#### What you should do:
Please give every record below again exactly, and keep the pictures out.

[Start of Attachment]

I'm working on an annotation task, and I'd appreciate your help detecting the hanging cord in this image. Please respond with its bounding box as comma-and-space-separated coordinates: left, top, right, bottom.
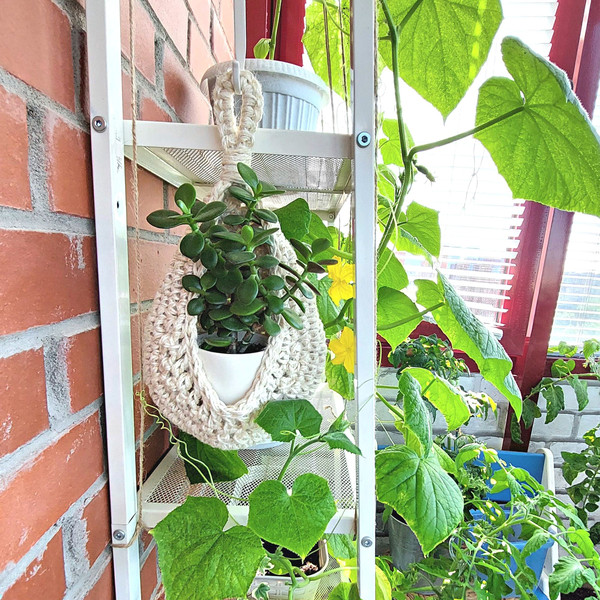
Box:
337, 0, 350, 133
322, 1, 336, 132
112, 0, 146, 550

[End of Attachment]

#### Finished exercise:
I'm working on an annotation task, and I'd appreciate your help detecting the hanging cord in this image. Please respond with its bounding box as comma-and-space-separated coordinates: left, top, right, bottom.
Box:
337, 0, 350, 133
322, 1, 336, 132
112, 0, 146, 550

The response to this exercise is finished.